Output each entry in full so that the result matches the data exactly.

Extracted records:
========================================================================
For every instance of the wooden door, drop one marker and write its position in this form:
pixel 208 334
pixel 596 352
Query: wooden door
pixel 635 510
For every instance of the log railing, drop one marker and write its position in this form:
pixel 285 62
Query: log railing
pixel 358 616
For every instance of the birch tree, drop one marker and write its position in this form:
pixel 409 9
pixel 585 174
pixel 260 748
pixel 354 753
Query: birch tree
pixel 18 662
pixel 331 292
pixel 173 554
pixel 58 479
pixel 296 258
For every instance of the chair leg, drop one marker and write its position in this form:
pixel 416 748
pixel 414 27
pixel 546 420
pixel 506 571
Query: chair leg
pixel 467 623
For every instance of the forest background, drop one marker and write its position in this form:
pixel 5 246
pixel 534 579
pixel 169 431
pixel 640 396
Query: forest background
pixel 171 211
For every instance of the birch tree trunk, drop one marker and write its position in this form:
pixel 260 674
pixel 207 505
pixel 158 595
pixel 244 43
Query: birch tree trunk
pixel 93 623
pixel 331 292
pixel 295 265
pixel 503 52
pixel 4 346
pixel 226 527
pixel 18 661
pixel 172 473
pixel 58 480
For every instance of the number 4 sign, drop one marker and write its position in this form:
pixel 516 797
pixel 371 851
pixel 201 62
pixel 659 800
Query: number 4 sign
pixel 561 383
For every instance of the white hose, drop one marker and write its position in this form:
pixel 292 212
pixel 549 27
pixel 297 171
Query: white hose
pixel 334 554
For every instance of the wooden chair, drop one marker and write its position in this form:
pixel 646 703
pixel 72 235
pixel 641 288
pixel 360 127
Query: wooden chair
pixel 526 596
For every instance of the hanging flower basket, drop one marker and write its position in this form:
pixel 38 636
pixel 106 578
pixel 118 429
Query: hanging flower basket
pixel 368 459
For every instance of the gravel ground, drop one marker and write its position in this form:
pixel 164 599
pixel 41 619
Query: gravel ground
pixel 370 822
========================================================================
Task solution:
For every instance of the wooden door, drop one marker and write its position in this form:
pixel 208 334
pixel 596 352
Query: wooden door
pixel 635 510
For every instance of the log railing, drop one marker and write its position in this form:
pixel 285 62
Query: log railing
pixel 358 616
For every instance of the birch tree, drop one marker and write its position in this form:
pixel 409 9
pixel 585 174
pixel 260 748
pixel 354 753
Query: birch tree
pixel 18 662
pixel 331 292
pixel 173 554
pixel 58 479
pixel 296 258
For every instance of the chair leg, drop one marker and write its position in this form:
pixel 416 748
pixel 414 27
pixel 546 420
pixel 506 571
Query: chair leg
pixel 467 623
For every instance of the forest background, drop one marker and write its position in this form:
pixel 5 246
pixel 534 579
pixel 169 431
pixel 640 396
Query: forest background
pixel 171 211
For every instance of the birch tree trunk, drop one marker and write its position in this form:
pixel 260 674
pixel 207 505
pixel 158 595
pixel 244 43
Query: birch tree trunk
pixel 93 623
pixel 331 292
pixel 295 265
pixel 503 52
pixel 4 346
pixel 226 527
pixel 18 661
pixel 172 473
pixel 58 480
For every instance of the number 4 sign, drop one marker and write its position in this form:
pixel 516 797
pixel 371 851
pixel 201 62
pixel 659 800
Query: number 4 sign
pixel 561 383
For every instance of the white hose, drop one marker and write its position in this form:
pixel 292 212
pixel 549 27
pixel 297 171
Query: white hose
pixel 334 554
For every instance of the wooden chair, drop one marker and write its position in this form:
pixel 646 703
pixel 72 235
pixel 641 288
pixel 360 127
Query: wooden chair
pixel 526 596
For every instance of the hanging flower basket, drop one marker and write its position in this form:
pixel 38 636
pixel 106 578
pixel 118 429
Query: hanging flower basket
pixel 368 459
For every instance of the gravel ground, drop one marker and write its position in this form:
pixel 164 599
pixel 41 619
Query: gravel ground
pixel 370 822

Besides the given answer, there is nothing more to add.